§ **Stated goal A**
Reproduce the following essay on a season of silence word for word, in full.

§ **Page extract**

_ _ _ _

Some
seasons are for speaking; some for silence.
Each
way I turn, these days, the tape tightens on my mouth.
The message was clear, this spring, when I went forward at revival meetings--the minister's wife!--that what I thought was my problem wasn't the issue at all. Instead, this word: I was to stop being afraid to speak.
Yet--silence. But not because of fear.
I can't tell all the stories about my adult children because they are not children but adults. Decisions, changes, rearranging. Work, school, and travel. Even romantic drama, some of which keeps me on my knees and some that makes me laugh till I cry. We Skype and scheme and talk at the kitchen counter in the late evening. I write it all down in a notebook with yellow pages.
Other people's secrets ricochet in my head. One of these days, I think, they are going to pop right out of my mouth. Sometimes, their private sins finally become public knowledge. "Terrible," people say. "Shocking." No, I think, blessed relief. I no longer have to carry this secret. Now everyone knows.
The minister's wife "went forward," as I said, which is something we don't usually do, because going forward is for people who are about 12 and "under conviction," or for those unstable people who are always "struggling."
Well, this minister's wife feels like she's about 12, under conviction, unstable, and struggling. Actually, she feels she's about 7, pounding her useless little fists on a laughing big brother's leg as he dangles her doll just out of reach. Feeling powerless and helpless makes her mad, and she gets all feisty and fierce, lashing out at systems, structures, situations, and a silent Deity that are all much taller and bigger than she.
But it isn't time to speak. The tape is tightly wound.
I was made to be a teller of stories, I think. So why this silent season?

_ _ _ _

§ **Input records**
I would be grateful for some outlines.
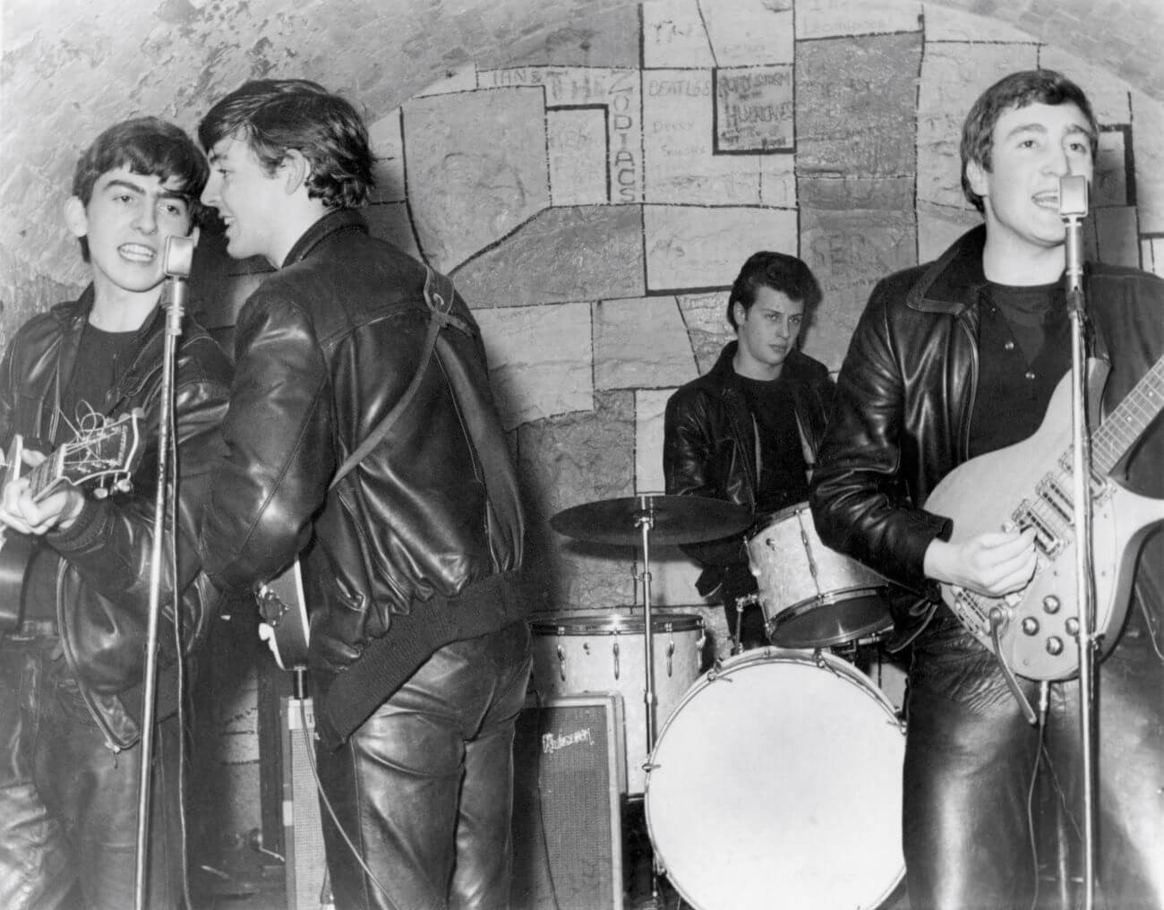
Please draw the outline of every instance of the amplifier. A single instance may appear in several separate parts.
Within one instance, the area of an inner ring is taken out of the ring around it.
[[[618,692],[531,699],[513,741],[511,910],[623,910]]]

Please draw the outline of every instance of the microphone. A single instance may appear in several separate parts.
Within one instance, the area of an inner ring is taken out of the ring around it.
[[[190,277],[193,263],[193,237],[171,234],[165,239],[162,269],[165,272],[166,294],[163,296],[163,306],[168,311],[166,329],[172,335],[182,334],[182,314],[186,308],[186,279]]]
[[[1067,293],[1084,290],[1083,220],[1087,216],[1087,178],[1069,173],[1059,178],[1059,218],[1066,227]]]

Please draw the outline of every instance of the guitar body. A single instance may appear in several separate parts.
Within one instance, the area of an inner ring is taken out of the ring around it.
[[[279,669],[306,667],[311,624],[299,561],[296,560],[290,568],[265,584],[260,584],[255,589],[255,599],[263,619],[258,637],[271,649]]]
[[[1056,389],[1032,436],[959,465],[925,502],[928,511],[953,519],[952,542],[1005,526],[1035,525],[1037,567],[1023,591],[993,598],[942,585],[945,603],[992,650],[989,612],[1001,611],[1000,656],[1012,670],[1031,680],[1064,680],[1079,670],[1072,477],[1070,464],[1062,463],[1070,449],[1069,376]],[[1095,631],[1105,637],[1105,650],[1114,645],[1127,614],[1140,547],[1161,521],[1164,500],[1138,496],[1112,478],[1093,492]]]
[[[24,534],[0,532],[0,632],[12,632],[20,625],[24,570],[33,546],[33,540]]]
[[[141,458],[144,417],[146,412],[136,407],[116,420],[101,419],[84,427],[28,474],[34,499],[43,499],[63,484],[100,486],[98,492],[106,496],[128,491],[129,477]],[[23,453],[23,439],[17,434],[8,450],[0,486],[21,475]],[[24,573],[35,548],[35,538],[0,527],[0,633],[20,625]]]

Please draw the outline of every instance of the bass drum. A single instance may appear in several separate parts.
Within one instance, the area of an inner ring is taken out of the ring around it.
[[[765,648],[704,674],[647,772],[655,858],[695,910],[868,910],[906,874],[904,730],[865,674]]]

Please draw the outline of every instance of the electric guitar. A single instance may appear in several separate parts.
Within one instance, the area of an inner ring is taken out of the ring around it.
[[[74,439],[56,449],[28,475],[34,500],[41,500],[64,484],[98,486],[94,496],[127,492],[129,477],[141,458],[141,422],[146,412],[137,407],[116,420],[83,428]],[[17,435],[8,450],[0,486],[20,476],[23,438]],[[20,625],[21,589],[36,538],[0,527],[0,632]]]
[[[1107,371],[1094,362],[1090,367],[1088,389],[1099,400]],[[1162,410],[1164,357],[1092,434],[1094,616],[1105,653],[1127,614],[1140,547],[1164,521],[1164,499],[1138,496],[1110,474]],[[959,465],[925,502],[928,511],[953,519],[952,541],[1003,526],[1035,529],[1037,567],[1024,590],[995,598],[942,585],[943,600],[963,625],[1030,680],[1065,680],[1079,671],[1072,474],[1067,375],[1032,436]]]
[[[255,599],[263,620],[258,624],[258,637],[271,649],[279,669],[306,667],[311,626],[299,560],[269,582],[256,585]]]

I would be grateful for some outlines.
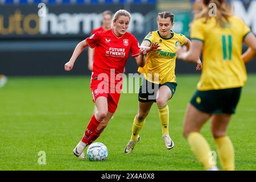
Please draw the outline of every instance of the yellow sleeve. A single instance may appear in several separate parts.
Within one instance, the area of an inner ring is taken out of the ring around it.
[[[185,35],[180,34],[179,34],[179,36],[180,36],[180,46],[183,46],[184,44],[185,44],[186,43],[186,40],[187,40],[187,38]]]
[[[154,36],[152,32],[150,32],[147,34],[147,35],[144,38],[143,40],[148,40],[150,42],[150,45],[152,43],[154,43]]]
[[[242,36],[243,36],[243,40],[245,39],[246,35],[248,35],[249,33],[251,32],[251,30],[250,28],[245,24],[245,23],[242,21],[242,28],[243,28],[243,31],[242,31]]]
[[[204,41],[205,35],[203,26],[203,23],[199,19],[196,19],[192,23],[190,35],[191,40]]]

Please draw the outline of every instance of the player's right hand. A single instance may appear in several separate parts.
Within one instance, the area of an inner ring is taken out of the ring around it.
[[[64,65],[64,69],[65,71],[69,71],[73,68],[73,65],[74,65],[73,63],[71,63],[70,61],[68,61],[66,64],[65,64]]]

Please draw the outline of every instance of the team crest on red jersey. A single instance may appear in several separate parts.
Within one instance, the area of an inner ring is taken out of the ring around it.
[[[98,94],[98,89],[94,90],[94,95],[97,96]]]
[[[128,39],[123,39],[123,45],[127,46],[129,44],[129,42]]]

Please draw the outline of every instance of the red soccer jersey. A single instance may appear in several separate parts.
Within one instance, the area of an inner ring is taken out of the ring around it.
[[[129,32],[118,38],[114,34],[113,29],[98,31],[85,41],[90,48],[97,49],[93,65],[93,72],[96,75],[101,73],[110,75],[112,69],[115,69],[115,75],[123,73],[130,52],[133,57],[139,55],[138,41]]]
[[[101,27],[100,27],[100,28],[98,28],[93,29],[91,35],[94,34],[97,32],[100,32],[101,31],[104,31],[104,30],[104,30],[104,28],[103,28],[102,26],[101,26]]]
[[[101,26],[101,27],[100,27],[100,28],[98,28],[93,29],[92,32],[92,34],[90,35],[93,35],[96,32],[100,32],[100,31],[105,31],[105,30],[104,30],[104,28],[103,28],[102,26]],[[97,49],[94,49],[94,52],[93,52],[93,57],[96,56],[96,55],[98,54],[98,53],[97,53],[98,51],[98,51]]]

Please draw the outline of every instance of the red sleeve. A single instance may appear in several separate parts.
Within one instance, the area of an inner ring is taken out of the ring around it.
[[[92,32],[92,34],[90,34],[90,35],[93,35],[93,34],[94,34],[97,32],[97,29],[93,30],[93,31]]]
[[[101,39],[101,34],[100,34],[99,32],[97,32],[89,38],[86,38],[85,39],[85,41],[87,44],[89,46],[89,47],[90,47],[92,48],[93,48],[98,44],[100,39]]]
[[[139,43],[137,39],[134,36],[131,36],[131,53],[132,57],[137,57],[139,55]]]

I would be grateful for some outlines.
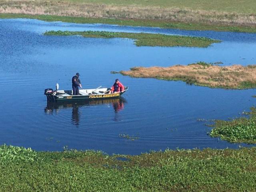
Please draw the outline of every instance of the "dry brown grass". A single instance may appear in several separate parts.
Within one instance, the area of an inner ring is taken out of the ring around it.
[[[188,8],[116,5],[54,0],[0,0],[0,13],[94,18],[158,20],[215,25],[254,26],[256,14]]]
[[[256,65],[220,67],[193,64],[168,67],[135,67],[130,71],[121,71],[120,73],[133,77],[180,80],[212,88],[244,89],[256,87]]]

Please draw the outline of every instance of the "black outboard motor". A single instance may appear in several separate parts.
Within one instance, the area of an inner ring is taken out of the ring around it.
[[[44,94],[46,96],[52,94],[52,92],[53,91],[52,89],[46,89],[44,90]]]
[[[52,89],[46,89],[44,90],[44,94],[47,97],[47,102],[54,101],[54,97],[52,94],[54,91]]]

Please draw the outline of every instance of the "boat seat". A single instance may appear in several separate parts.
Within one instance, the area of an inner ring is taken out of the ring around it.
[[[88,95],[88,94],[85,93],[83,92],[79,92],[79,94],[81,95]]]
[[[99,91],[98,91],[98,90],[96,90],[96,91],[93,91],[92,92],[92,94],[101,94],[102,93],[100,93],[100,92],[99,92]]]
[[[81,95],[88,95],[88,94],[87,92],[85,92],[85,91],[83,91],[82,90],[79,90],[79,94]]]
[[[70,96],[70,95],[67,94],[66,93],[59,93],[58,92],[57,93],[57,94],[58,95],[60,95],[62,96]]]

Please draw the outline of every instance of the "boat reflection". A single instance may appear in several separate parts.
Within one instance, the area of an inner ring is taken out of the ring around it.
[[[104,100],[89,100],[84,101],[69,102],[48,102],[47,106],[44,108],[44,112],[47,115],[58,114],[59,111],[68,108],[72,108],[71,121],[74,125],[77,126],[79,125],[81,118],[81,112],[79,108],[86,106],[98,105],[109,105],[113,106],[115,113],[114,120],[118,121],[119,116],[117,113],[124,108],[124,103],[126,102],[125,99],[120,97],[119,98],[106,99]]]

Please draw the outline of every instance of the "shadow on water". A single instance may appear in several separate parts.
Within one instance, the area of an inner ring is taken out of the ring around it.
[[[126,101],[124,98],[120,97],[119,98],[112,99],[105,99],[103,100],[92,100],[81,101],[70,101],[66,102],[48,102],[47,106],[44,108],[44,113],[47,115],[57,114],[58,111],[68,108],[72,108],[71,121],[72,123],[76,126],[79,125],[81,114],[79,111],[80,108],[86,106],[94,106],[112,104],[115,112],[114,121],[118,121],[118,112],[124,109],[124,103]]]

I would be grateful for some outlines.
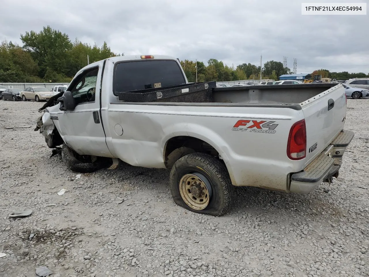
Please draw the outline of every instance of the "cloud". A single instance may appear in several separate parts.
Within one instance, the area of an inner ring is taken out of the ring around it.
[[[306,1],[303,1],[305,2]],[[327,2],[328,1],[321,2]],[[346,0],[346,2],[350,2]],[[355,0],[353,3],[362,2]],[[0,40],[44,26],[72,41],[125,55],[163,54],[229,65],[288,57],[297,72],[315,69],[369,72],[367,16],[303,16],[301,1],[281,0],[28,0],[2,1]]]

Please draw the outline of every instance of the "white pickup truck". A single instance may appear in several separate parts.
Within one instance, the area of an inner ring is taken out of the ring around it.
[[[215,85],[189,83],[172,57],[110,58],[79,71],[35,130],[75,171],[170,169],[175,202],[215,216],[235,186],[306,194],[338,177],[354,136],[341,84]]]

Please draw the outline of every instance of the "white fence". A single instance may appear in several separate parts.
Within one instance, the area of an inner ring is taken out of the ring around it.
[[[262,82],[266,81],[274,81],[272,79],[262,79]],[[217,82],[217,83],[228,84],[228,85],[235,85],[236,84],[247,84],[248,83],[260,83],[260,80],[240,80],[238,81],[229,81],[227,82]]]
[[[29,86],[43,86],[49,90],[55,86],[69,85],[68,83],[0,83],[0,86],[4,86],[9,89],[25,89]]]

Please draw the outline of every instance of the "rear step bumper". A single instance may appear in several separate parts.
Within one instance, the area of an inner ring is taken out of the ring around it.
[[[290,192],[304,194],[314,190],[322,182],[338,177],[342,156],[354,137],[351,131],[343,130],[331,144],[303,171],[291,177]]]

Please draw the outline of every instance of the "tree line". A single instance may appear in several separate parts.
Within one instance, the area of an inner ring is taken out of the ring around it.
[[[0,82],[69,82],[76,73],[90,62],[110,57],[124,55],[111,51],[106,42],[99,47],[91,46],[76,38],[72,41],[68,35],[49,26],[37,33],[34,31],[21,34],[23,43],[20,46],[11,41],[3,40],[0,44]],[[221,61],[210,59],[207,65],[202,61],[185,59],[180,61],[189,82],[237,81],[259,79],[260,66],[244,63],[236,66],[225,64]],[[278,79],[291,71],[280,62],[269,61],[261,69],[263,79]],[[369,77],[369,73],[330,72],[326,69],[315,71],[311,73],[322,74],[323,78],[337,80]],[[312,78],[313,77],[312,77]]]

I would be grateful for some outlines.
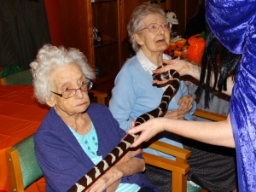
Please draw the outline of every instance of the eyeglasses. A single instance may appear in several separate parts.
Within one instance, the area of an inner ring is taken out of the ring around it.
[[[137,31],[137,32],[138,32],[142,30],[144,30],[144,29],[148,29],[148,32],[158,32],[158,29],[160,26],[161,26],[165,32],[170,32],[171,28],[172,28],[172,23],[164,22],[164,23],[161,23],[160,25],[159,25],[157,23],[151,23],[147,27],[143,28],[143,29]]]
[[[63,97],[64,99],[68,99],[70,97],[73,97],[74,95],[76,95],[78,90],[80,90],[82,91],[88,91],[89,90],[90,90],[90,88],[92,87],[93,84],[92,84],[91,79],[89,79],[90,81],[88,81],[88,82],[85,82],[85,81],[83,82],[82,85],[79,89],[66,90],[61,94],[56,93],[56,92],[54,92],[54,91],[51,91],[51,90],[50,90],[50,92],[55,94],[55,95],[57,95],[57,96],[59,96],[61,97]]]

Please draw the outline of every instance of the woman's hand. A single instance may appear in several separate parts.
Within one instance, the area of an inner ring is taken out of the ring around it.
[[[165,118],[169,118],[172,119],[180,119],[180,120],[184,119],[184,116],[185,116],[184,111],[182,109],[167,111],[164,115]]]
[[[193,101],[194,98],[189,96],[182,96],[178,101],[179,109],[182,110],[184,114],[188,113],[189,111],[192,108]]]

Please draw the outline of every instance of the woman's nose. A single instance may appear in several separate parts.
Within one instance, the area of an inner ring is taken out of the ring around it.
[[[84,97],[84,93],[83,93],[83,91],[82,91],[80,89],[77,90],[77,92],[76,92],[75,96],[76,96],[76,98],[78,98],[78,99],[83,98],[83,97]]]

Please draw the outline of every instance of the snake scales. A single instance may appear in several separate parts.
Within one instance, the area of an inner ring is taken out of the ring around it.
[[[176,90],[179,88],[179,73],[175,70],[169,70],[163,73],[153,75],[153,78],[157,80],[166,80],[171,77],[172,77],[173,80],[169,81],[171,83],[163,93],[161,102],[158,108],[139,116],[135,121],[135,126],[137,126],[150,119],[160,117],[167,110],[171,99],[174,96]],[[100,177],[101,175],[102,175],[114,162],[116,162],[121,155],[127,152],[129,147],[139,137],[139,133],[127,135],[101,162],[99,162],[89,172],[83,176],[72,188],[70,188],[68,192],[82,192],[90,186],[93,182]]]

_ _ _ _

§ **Stated goal B**
In the records, take the part that opens with the line containing "Please draw the outline of every instance of the team" and closes with the line containing "[[[128,39],[123,39],[123,45],[127,46],[129,44],[129,42]]]". Write those lines out again with "crest" swapped for "badge" and nothing else altered, giving only that part.

§ **Answer A**
Some
seasons are for speaking; some for silence.
Each
way I turn, these days, the tape tightens on my mouth.
The message was clear, this spring, when I went forward at revival meetings--the minister's wife!--that what I thought was my problem wasn't the issue at all. Instead, this word: I was to stop being afraid to speak.
Yet--silence. But not because of fear.
I can't tell all the stories about my adult children because they are not children but adults. Decisions, changes, rearranging. Work, school, and travel. Even romantic drama, some of which keeps me on my knees and some that makes me laugh till I cry. We Skype and scheme and talk at the kitchen counter in the late evening. I write it all down in a notebook with yellow pages.
Other people's secrets ricochet in my head. One of these days, I think, they are going to pop right out of my mouth. Sometimes, their private sins finally become public knowledge. "Terrible," people say. "Shocking." No, I think, blessed relief. I no longer have to carry this secret. Now everyone knows.
The minister's wife "went forward," as I said, which is something we don't usually do, because going forward is for people who are about 12 and "under conviction," or for those unstable people who are always "struggling."
Well, this minister's wife feels like she's about 12, under conviction, unstable, and struggling. Actually, she feels she's about 7, pounding her useless little fists on a laughing big brother's leg as he dangles her doll just out of reach. Feeling powerless and helpless makes her mad, and she gets all feisty and fierce, lashing out at systems, structures, situations, and a silent Deity that are all much taller and bigger than she.
But it isn't time to speak. The tape is tightly wound.
I was made to be a teller of stories, I think. So why this silent season?

§ **Answer B**
Please draw the outline of every instance of the team badge on red jersey. A single instance may appear in several separate parts.
Within one instance, the area of an inner ring is taken out of the ring around it.
[[[98,94],[98,89],[94,90],[94,95],[97,96]]]
[[[128,39],[123,39],[123,45],[127,46],[129,44],[129,42]]]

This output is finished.